CWDM should thus be able to i) process data obtained from the real world (based on [stochastic] indicators); here a citizen scientist as a volunteer comes to the fore who collects and/or processes data as part of a scientific enquiry (e.g. the Christmas Bird Count as a major source of scientific data on trends in the status of bird species in North America, the Evolution MegaLab and OPen Air Laboratories – citizen science projects invite the public to take part in scientific investigations by contributing data, processing data or both (Silvertown, 2009; Worthington et al., 2012); ii) record measurements that uncover patterns between interactions; iii) enable/change different and independent input values and follow how patterns change; iv) compare results of patterns vis-à-vis predictable scenarios based on the average or median result and/or various (publicly-known) algorithms and v) adapt new decisions/scenarios. If citizens’ inputs are included in such (or similar) way in decision-making, CWDM is present (Brabham, 2013; Briskin et al., 2009; Landemore and Elster, 2012; Surowiecki, 2005; Tovey, 2008) provided that in search for optimal decisions includes the patterns, network, connections, diversity, aggregation and averaging (instead of singular decision-makers, deliberation, division, disconnection and sameness). The power of CW can due to mutual cancelling remove the behavioural and other biases (Ariely, 2008; Kahneman, 2013); due to the higher calculation power over brains’ limits of processing power (Marois and Ivanoff, 2005) CW can be a better answer for the complex environment, with its numerous combinations. Given the (un)known problem-solution relations there are at least four possibilities for which different rules can be (proportionately with requisite variety) used, as it is seen in the Figure 2.

Figure 2

The environment evolves in its own (systemically-interconnected) ways, and it does not consider formal (democratic) decisions automatically. The latter must hence address the first accordingly with the similar level of complexity: simple rules for the known environment, dynamic or adaptable norms for the dynamic environment, systemic rules for the complicated environment for CW for the complex environment.

----------------

▶ _Required work_
1 – Name the citizen science projects given as examples in the passage on crowd-wisdom decision-making.
2 – List every line in the entries that contains the word "pink".

Detection examples:
----------------

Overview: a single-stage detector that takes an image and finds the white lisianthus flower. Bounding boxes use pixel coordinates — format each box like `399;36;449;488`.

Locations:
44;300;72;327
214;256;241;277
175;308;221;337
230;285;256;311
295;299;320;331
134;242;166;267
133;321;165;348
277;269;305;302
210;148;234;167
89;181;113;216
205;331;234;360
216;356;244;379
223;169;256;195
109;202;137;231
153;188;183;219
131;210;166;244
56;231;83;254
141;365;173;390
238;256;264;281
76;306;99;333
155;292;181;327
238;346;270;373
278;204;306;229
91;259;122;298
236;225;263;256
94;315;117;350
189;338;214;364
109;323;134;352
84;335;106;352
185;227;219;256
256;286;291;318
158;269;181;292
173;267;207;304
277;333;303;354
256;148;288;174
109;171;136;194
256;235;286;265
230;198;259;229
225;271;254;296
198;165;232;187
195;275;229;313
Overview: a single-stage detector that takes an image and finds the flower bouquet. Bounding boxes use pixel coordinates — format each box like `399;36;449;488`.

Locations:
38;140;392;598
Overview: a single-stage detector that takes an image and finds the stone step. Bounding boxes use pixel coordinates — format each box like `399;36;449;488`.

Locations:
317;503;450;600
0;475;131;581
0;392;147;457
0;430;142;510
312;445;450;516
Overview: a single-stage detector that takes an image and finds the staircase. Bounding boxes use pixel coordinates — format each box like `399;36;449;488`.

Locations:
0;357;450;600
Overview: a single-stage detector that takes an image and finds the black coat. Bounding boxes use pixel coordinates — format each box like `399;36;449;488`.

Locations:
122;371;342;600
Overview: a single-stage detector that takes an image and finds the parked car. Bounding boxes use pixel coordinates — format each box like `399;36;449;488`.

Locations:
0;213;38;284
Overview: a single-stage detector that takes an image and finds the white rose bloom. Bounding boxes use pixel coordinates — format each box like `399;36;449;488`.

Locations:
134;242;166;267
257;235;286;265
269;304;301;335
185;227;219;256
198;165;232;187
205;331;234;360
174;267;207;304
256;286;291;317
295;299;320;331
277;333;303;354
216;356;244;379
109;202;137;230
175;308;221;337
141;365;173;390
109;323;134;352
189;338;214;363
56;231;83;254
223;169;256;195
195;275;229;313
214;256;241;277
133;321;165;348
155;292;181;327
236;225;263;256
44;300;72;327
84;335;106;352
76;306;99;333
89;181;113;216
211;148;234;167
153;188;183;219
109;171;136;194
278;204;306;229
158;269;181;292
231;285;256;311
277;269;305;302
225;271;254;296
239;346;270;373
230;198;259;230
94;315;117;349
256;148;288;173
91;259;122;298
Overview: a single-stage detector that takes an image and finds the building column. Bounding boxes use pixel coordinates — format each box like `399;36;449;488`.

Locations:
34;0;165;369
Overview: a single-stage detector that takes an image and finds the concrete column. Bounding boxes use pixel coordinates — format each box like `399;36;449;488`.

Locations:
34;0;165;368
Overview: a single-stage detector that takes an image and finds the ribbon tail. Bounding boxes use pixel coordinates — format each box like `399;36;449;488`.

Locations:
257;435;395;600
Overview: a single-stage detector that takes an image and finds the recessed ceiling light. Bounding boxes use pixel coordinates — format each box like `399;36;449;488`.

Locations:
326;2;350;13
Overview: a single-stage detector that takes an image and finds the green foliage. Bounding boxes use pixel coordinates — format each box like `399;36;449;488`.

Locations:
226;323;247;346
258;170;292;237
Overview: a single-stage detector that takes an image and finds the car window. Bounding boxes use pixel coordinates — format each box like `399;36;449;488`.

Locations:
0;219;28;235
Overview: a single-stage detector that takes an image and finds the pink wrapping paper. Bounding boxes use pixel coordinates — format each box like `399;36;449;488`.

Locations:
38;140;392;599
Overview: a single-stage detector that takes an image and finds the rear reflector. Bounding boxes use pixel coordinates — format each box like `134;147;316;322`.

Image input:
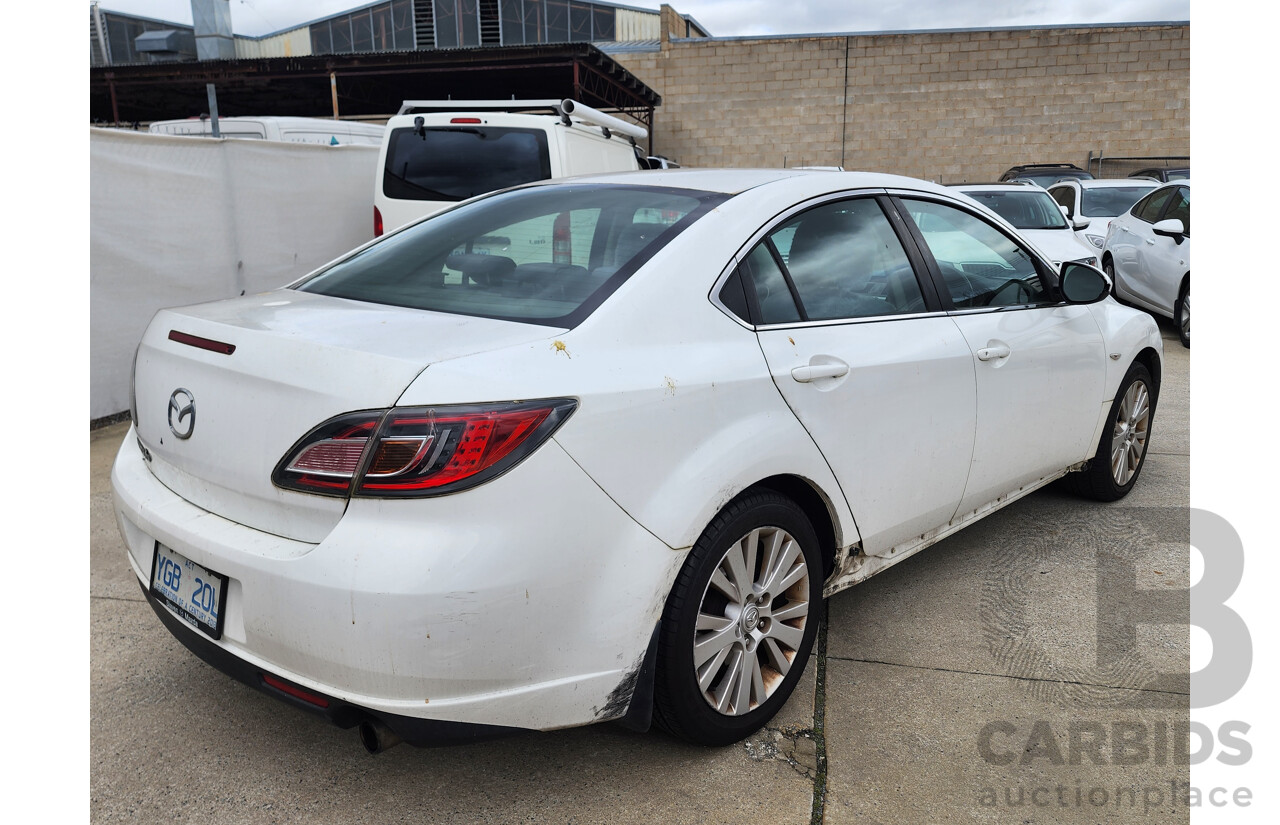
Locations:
169;330;236;356
262;673;329;707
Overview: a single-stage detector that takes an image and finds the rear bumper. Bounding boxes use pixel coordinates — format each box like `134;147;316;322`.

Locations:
138;581;524;747
111;424;685;743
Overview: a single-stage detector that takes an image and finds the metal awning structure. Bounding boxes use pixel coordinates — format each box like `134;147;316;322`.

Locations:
90;43;662;147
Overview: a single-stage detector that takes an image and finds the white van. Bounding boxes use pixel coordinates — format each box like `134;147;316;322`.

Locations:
148;116;387;146
374;100;649;235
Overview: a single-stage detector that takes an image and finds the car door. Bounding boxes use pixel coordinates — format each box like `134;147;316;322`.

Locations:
1133;187;1192;316
737;196;975;555
899;194;1106;515
1108;187;1176;313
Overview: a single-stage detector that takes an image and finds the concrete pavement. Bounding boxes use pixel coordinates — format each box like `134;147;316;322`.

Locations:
90;318;1190;824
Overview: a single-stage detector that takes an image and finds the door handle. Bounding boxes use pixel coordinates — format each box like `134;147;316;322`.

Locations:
791;363;849;384
978;344;1012;361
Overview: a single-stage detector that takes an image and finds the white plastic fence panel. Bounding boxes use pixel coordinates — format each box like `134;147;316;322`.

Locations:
90;129;378;420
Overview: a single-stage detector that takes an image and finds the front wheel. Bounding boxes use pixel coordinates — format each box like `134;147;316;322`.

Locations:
654;490;823;746
1066;363;1158;501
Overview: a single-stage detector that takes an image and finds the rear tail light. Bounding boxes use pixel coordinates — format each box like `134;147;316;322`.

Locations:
271;398;577;498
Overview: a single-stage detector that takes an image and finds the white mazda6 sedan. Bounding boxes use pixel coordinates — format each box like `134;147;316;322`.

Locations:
111;170;1162;752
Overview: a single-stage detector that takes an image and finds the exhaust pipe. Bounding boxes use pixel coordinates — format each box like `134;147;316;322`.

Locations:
360;719;403;753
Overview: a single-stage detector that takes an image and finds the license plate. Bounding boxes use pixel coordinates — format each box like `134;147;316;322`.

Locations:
151;541;227;638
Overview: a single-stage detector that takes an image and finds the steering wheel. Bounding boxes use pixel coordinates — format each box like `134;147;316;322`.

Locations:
987;278;1036;307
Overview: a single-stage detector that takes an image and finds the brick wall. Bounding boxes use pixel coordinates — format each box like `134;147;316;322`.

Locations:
616;24;1190;183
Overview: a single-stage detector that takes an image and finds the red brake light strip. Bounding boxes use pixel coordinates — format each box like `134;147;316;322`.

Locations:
169;330;236;356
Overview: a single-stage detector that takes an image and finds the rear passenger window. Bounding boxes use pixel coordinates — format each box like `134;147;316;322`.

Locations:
742;242;800;324
1164;188;1192;235
744;198;924;324
1133;189;1174;224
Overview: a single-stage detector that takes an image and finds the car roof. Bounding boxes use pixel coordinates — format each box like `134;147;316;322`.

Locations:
540;168;951;194
1051;178;1160;189
950;183;1047;194
1009;164;1084;171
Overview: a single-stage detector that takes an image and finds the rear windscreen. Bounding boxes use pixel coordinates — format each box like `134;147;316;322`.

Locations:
296;184;727;326
1080;183;1156;217
965;189;1066;229
383;124;552;201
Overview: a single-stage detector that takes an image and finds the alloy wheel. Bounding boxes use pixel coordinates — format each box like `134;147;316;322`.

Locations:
692;527;809;716
1111;381;1151;487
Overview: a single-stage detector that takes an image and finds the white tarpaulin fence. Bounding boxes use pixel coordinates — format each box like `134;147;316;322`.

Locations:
90;129;378;420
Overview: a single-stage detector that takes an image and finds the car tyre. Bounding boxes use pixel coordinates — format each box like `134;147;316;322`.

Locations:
654;490;823;746
1174;279;1192;349
1066;362;1160;501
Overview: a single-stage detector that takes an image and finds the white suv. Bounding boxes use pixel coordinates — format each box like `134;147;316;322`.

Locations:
1048;178;1160;252
374;100;649;235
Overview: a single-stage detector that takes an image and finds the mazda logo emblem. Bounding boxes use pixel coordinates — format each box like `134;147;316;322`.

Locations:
169;386;196;439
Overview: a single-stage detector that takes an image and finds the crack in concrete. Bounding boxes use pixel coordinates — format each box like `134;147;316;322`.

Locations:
828;656;1190;696
742;602;827;825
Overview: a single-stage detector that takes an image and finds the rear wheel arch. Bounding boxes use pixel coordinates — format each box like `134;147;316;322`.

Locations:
1134;347;1160;401
735;476;844;578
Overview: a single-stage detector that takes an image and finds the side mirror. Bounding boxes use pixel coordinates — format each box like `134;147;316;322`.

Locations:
1151;217;1187;243
1059;261;1111;303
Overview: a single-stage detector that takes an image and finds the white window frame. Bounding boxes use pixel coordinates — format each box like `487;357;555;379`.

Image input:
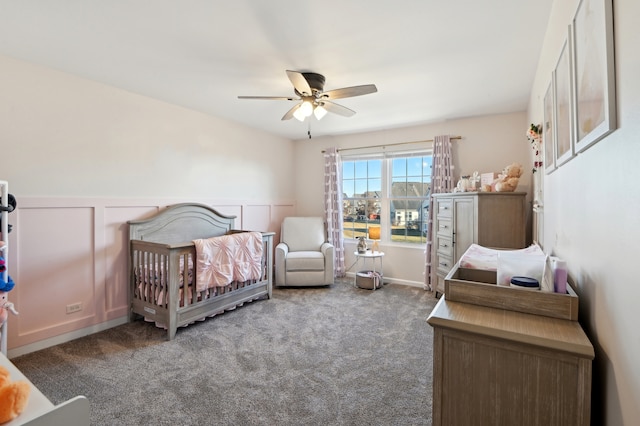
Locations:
340;146;433;248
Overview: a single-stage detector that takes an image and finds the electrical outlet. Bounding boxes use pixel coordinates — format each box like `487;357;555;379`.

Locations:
67;302;82;314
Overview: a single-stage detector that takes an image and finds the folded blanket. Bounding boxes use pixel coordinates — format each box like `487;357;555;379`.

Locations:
460;244;544;271
193;232;262;291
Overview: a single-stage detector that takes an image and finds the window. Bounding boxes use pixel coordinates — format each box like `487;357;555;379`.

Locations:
342;153;432;244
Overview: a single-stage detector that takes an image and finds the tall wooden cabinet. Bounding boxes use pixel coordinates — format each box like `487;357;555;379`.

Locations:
431;192;526;294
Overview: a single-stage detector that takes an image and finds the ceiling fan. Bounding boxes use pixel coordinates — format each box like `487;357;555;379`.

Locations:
238;70;378;121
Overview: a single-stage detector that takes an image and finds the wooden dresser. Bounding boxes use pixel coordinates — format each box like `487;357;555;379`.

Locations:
431;192;526;294
427;298;594;426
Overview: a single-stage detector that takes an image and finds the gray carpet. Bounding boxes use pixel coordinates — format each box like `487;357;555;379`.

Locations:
12;281;436;426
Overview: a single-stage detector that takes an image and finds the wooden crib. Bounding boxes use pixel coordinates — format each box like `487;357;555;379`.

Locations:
128;203;274;340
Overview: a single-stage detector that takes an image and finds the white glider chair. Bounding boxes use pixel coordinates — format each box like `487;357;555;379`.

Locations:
276;217;335;287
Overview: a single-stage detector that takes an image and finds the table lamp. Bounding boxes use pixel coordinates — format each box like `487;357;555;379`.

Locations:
369;226;380;252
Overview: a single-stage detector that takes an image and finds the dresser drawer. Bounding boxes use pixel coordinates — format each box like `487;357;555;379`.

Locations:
436;254;453;275
436;198;453;217
436;218;453;238
434;235;453;257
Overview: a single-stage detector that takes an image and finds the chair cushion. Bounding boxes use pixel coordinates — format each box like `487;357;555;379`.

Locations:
285;251;324;272
280;217;326;252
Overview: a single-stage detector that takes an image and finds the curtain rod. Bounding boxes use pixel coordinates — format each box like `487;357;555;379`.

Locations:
322;136;462;154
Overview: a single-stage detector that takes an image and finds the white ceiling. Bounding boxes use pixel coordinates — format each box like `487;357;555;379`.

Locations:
0;0;552;139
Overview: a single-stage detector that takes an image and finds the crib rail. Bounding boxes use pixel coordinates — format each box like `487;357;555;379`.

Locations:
129;231;275;339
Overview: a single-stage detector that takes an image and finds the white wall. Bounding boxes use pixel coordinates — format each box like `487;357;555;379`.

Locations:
0;56;295;356
294;112;532;286
0;56;293;200
529;0;640;425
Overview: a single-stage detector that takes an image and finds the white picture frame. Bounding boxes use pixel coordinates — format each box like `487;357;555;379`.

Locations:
542;77;556;174
569;0;617;153
553;35;575;167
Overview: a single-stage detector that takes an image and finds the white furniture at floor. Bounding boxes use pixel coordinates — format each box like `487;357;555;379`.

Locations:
275;217;335;287
0;354;89;426
431;192;526;294
353;250;384;290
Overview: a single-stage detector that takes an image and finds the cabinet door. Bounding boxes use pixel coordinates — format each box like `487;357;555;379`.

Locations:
453;197;477;263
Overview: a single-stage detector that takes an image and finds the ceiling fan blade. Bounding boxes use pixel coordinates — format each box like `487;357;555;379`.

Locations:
238;96;300;101
282;103;302;121
287;70;313;96
322;101;356;117
320;84;378;99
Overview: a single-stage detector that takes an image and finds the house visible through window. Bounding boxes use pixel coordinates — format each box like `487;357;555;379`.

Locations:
342;152;432;244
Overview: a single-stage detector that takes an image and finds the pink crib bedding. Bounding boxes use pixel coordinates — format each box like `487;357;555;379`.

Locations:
193;232;262;291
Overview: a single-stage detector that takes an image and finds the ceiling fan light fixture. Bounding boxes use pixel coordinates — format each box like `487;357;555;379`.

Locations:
298;101;313;117
293;108;307;121
313;104;327;120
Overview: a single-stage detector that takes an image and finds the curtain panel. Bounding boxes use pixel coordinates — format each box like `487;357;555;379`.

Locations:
324;147;346;277
424;135;453;291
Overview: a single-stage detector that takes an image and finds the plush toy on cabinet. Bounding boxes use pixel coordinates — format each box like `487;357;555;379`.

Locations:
492;163;522;192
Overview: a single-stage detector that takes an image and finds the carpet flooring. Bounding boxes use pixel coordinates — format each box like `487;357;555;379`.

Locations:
12;280;436;426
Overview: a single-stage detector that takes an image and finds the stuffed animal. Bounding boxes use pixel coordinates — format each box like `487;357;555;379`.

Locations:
0;365;31;423
492;163;522;192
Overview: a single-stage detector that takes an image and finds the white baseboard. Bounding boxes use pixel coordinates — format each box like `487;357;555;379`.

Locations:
7;316;129;359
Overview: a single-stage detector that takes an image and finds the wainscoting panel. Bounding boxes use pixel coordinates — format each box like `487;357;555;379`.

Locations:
8;204;96;348
8;197;295;356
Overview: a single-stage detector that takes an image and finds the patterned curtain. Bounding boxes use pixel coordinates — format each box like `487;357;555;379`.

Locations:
424;135;453;290
324;148;346;277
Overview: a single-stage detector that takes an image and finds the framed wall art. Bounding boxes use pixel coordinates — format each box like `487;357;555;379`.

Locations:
553;37;574;167
569;0;617;152
542;77;556;174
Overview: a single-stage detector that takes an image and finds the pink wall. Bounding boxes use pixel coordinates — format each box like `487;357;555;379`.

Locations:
8;197;295;353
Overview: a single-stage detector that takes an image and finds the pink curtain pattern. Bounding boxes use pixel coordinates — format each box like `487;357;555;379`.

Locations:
424;135;453;290
324;148;346;277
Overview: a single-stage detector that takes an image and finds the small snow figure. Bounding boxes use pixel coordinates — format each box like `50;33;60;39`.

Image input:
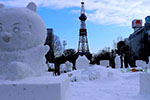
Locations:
65;61;73;72
0;2;48;80
115;54;121;68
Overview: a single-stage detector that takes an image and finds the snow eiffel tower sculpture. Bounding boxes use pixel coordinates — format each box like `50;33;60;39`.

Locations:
78;1;89;55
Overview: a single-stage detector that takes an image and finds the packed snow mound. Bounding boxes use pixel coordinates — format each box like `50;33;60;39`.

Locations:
0;2;48;80
70;65;121;82
76;55;89;69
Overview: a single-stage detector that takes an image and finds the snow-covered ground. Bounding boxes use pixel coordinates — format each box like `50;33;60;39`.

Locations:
70;66;150;100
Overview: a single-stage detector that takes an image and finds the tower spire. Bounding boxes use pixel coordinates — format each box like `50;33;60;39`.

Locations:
78;0;89;54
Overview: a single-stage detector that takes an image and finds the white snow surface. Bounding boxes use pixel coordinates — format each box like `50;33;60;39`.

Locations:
70;65;150;100
0;73;70;100
0;2;48;80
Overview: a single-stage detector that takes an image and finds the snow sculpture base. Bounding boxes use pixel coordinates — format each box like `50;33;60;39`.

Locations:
0;73;69;100
140;73;150;94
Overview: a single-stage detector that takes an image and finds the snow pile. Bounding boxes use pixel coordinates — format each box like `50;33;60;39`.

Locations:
0;2;48;80
65;61;73;72
115;54;121;68
70;65;121;82
76;55;89;69
59;61;73;73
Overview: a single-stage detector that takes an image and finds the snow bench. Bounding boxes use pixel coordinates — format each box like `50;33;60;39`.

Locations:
0;73;69;100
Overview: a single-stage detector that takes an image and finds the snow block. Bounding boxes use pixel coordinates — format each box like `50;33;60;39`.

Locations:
0;76;69;100
100;60;109;66
140;73;150;94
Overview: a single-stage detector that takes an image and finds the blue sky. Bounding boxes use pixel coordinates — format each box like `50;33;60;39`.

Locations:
0;0;150;53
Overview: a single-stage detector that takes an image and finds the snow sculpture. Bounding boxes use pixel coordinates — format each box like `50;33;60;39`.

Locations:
115;54;121;68
140;73;150;94
47;63;55;69
76;55;89;69
100;60;109;67
0;2;47;80
59;61;73;73
59;64;67;73
81;68;100;80
65;61;73;72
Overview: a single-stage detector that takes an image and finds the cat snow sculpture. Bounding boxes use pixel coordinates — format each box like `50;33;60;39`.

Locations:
0;2;47;80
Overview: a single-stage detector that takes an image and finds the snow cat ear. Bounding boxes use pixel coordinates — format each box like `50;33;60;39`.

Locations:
0;4;5;8
26;2;37;12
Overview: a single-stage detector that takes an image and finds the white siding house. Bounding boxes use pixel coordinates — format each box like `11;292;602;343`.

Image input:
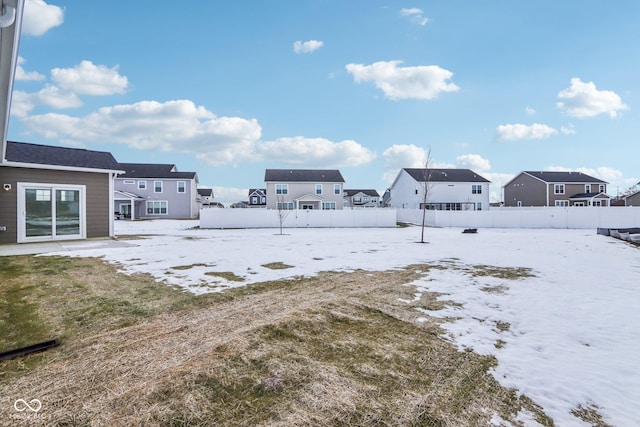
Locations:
388;168;490;210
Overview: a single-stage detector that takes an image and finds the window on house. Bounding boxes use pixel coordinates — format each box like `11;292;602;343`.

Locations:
276;202;293;211
147;200;168;215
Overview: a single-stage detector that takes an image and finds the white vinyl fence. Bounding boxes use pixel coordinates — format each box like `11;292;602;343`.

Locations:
200;208;396;228
397;207;640;229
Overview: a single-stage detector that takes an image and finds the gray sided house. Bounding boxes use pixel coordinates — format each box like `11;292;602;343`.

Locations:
0;142;121;243
344;190;380;208
503;171;610;207
114;163;200;219
264;169;344;209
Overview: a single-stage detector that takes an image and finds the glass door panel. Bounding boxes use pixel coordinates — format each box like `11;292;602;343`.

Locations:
25;188;53;237
55;190;80;236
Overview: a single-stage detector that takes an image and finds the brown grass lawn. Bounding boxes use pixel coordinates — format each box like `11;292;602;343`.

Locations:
0;256;553;426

----------------

▶ _Answers by task_
1 –
Christmas Bird Count
Evolution MegaLab
OPen Air Laboratories

2 –
Overview: a single-stage detector that takes an image and finds the pink wrapping paper. Bounding boxes use pixel coordinates — format each box like `399;36;449;488`.
Overview: a single-stage detector that takes an image and finds the pink crib bedding. Bounding boxes use pixel coordinates — format each box like `487;357;555;379`.
Overview: a single-stage detector that takes an image and finds the pink wall. Bounding boxes use pixel coordinates — format each box like `487;357;555;379`.
Overview: a single-stage detector that takes an image and finds the pink curtain pattern. Bounding boxes use pixel coordinates — format each box like `487;357;555;379`.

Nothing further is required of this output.